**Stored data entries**
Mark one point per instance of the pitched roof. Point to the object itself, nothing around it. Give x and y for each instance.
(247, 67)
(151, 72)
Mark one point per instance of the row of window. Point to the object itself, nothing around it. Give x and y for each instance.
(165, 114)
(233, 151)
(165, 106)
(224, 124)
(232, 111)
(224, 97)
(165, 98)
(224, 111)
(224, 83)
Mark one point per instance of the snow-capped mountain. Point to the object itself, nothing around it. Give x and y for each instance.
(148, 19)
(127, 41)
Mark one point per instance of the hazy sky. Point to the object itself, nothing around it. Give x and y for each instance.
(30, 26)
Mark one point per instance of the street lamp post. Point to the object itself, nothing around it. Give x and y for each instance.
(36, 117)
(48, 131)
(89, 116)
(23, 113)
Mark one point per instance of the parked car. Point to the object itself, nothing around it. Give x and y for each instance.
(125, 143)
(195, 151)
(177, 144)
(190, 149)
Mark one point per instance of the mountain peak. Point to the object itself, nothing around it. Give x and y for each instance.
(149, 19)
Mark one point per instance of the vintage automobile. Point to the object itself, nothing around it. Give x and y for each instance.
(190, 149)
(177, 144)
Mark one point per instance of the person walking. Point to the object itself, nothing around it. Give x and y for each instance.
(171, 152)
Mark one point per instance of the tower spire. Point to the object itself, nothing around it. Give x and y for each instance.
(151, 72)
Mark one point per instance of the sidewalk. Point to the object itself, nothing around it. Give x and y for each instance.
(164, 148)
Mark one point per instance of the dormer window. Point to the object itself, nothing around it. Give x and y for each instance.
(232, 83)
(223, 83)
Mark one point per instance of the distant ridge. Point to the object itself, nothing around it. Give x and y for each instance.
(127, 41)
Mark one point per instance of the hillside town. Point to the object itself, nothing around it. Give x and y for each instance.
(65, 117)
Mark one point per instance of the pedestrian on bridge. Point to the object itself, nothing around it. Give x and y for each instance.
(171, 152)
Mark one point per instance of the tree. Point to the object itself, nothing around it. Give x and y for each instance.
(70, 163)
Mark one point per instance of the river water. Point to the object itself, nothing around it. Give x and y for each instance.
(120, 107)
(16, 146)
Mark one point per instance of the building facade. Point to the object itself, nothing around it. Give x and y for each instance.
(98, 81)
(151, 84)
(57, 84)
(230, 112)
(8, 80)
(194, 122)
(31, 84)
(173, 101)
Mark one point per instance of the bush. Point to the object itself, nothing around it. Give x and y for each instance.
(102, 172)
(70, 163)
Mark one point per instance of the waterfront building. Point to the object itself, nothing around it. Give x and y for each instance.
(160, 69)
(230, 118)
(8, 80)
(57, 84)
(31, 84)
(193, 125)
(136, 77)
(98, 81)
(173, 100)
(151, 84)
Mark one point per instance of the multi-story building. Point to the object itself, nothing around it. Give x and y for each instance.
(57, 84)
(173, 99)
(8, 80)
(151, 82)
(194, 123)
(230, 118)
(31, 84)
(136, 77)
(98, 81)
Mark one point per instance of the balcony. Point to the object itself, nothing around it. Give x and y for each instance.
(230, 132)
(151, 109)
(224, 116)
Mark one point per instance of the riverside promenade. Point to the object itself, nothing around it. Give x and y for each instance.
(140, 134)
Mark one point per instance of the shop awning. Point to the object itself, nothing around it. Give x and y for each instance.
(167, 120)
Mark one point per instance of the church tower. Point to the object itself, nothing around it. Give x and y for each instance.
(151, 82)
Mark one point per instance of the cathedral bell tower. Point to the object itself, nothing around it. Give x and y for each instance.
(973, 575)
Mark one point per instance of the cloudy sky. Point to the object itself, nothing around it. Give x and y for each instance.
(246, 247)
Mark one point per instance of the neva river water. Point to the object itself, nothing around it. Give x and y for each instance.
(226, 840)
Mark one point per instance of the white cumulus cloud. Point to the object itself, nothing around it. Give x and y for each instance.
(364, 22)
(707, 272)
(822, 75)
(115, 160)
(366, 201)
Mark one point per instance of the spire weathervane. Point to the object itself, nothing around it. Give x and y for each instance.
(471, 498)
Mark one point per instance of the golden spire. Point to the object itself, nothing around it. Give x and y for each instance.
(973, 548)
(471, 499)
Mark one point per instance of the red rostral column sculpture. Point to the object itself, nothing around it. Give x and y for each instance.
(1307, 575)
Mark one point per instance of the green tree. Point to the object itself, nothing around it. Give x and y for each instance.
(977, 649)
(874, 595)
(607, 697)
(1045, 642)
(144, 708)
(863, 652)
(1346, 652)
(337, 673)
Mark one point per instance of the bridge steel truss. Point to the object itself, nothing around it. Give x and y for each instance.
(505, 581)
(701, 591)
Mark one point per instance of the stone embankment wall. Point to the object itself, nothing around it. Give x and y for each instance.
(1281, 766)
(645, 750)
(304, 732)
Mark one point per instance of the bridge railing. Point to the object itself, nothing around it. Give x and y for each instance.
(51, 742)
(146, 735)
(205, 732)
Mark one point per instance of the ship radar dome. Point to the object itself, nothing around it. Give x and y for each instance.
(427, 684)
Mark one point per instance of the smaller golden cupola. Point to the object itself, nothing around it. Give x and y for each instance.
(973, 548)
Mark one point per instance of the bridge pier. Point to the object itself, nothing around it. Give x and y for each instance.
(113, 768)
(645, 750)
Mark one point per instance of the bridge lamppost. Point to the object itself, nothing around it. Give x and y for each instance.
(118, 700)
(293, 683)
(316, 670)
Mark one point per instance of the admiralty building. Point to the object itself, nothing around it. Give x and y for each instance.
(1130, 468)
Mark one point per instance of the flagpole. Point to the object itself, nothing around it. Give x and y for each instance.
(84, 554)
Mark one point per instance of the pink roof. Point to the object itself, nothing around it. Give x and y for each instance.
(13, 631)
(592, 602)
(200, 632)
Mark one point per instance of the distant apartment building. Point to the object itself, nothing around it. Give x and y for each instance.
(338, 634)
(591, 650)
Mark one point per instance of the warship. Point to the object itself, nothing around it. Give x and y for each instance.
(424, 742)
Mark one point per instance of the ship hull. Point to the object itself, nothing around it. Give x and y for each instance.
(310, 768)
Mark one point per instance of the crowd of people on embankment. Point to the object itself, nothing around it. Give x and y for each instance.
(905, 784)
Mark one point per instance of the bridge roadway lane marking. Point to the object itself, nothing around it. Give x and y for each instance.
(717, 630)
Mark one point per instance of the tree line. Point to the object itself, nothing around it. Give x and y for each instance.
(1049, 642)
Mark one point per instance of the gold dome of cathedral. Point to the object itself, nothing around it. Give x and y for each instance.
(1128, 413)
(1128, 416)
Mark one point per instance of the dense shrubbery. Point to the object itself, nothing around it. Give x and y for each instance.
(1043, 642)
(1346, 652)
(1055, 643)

**Task to carry out**
The expected response is the full set of records, reproduced exactly.

**Solution to the exercise**
Mark one point per instance of the pitched roof. Point to the object itself, nothing around it. Give x and y for each instance.
(247, 67)
(151, 72)
Mark one point per instance of the row of window. Point to the object itself, nothing around it. Give x and y for each instance.
(165, 114)
(233, 151)
(165, 106)
(224, 124)
(232, 111)
(224, 97)
(165, 98)
(224, 111)
(224, 83)
Mark one point per instance of the snow-capped mountain. Point to the object itself, nothing around it. Give x and y for each instance.
(148, 19)
(127, 41)
Mark one point per instance of the hazy sky. Point to the object itself, nothing around it. Give x and y for each instance.
(30, 26)
Mark one point per instance of the street lamp post. Point to the object itself, nothing around it. Give x and y for each instance.
(36, 117)
(48, 131)
(89, 116)
(23, 113)
Mark one point per instance of the parked car. Point to the object itself, nothing around it. Give x and y for each instance.
(125, 143)
(195, 151)
(177, 144)
(190, 149)
Mark one point per instance of the mountain peak. Point to the object itself, nothing around it. Give x and y for each instance.
(149, 19)
Mark one point per instance of the vintage automobile. Point to the object itself, nothing around it. Give x and y for each instance.
(190, 149)
(177, 144)
Mark one point per instance of the person walking. Point to the object itself, nothing around it. Give x and y for each instance.
(171, 152)
Mark one point per instance of the tower spire. Point to the object itself, nothing around it. Give x and y for each instance.
(151, 72)
Mark one point per instance of the sidewalk. Point to the object itself, nothing around it. Give x and y for each instance.
(164, 148)
Mark one point per instance of the dormer window. Point to the object itself, nothing around it. Give x and y for each instance.
(232, 83)
(223, 83)
Mark one point per instance of the distant ridge. Point to the object itself, nothing around it. Give x and y for each instance.
(127, 41)
Mark one point per instance of the hillside town. Point to the object itself, nothing around it. Give x and y for each instance.
(65, 117)
Mark one point per instance of the pedestrian on bridge. Point to the object itself, nothing around it. Give x and y for each instance.
(171, 152)
Mark one point per instance of the tree. Point to the object itself, nothing around it. Give x and y for each instance.
(70, 163)
Mark one point per instance of the river water. Point to the object itself, nothing around it. Give x and y for each instance.
(120, 107)
(16, 146)
Mark one point per instance of the building facade. Point to the object itself, nothing around it. Give x and y for each instance.
(98, 81)
(151, 84)
(57, 84)
(230, 112)
(8, 80)
(194, 122)
(31, 84)
(173, 101)
Mark one point per instance of the bush. Point to the object itself, nothing around it. Give x and y for each instance.
(102, 172)
(70, 163)
Mark one point per instance of the waterfront building. Point to the object itself, nothing around it. Give x and y for each instance.
(160, 69)
(230, 118)
(8, 80)
(57, 84)
(31, 84)
(193, 125)
(136, 77)
(98, 81)
(173, 100)
(151, 84)
Mark one point per instance of the multi-story building. Point to the object itself, nothing around it. Give x and y for each instance.
(57, 84)
(173, 99)
(8, 80)
(151, 82)
(194, 123)
(230, 118)
(31, 84)
(136, 77)
(98, 81)
Mark one point per instance of the balcony. Point to the object itself, nothing around it. Give x and y for each instance.
(230, 132)
(151, 109)
(224, 116)
Mark one point per instance of the riverside promenade. Point to the object itself, nothing around it. Give x and y for each instance.
(140, 134)
Mark one point per instance of the shop awning. Point to the object itself, nothing around it. Give x and y for each instance.
(167, 120)
Mark one point per instance of the church tower. Point to the object itself, nothing around it. Give x and y for each instance.
(151, 82)
Mark one point per instance of the cathedral bell tower. Point to the object itself, nothing around it. Give x and y for each instance.
(973, 575)
Mark one point per instance of the cloudy sky. Point to the object itself, nothing around it. Give x and y for each instance.
(246, 247)
Mark one point per instance of the neva river water. Point to the object itself, nothing around it. Give x and y for each instance.
(226, 840)
Mark one point per instance of the white cumulus cloud. Point to the object itself, nothing around it. Give x and y for each instance.
(364, 22)
(707, 272)
(822, 75)
(115, 160)
(366, 201)
Mark one point per instance of the spire weathervane. Point to the object itself, nothing around it. Give x and y for each instance.
(471, 498)
Mark one point per instance of the golden spire. Point to the object itself, nothing around it. Give x and y for each instance.
(973, 548)
(471, 499)
Mark one point per instance of the red rostral column sculpture. Point to the object itself, nothing around it. Give x and y for each instance.
(1307, 575)
Mark one point per instance of the green tree. Point to the object itself, nothing around it. Give x and y for each instance.
(977, 649)
(874, 595)
(607, 697)
(1045, 642)
(144, 708)
(863, 652)
(1346, 652)
(337, 673)
Mark one point per instance of the bridge steel truss. Point to the object itself, nothing around it. Give x and y for each instance.
(505, 581)
(701, 591)
Mark one point per instance of the stone embankment wall. Point to the object itself, nothing around it. Give x and y for each instance.
(1281, 766)
(645, 750)
(304, 732)
Mark one point per instance of the bridge railing. Point to the object itself, nothing around it. Give x and y for each instance.
(51, 742)
(146, 735)
(205, 732)
Mark one point per instance of the ship radar dome. Point to the object itself, nothing around it. Give x and y for each instance.
(427, 684)
Mark one point per instance of the smaller golden cupola. Point to the object itself, nothing around it. Give x and y for each instance.
(973, 548)
Mark one point per instance of the bridge pier. Point to the object itself, nothing around it. Give x and y for each instance.
(113, 768)
(645, 750)
Mark one point per instance of the bridge lamppost. Point to the object itself, nothing around it. Give x and y for each instance.
(118, 700)
(293, 683)
(316, 670)
Mark one point per instance of the admiralty building. Point to the object itself, nothing around it. Give x and y for each instance.
(1130, 468)
Mark one point per instance of the flagpole. Point to the object itself, nothing around it. Give x and y for each instance.
(84, 554)
Mark one point per instance of the pink roof. Point to the object itself, nothing around it. Give x and y for each instance.
(13, 631)
(592, 602)
(200, 632)
Mark one point per instance of the distant apartment building. Point to the object itself, nothing around it. Give x and y for each instance.
(338, 634)
(591, 650)
Mark one point per instance of the warship. Point to the object itself, nothing around it. Give x and y for each instance.
(424, 742)
Mark one point per instance of the ship hull. Point to the object itself, nothing around it. Give x and y for each instance.
(310, 768)
Mark one point per instance of the crowd of people on embankment. Point to the object itself, nothing around it. Give x and y for each instance.
(905, 784)
Mark one point per instance of the bridge roadway lane marking. Point to the object itself, nothing around it. Give x and y for each instance.
(717, 630)
Mark one point per instance of the tree line. Point to the object itself, nothing around it. Give x and y for each instance.
(1049, 642)
Mark one point per instance of the gold dome of cathedral. Point to the object itself, nothing around it. Give x and y for each instance.
(1128, 413)
(1128, 416)
Mark one point per instance of the dense shrubbery. Point to the object itself, nothing around it. Give x and y for each instance.
(1043, 642)
(1346, 652)
(1055, 643)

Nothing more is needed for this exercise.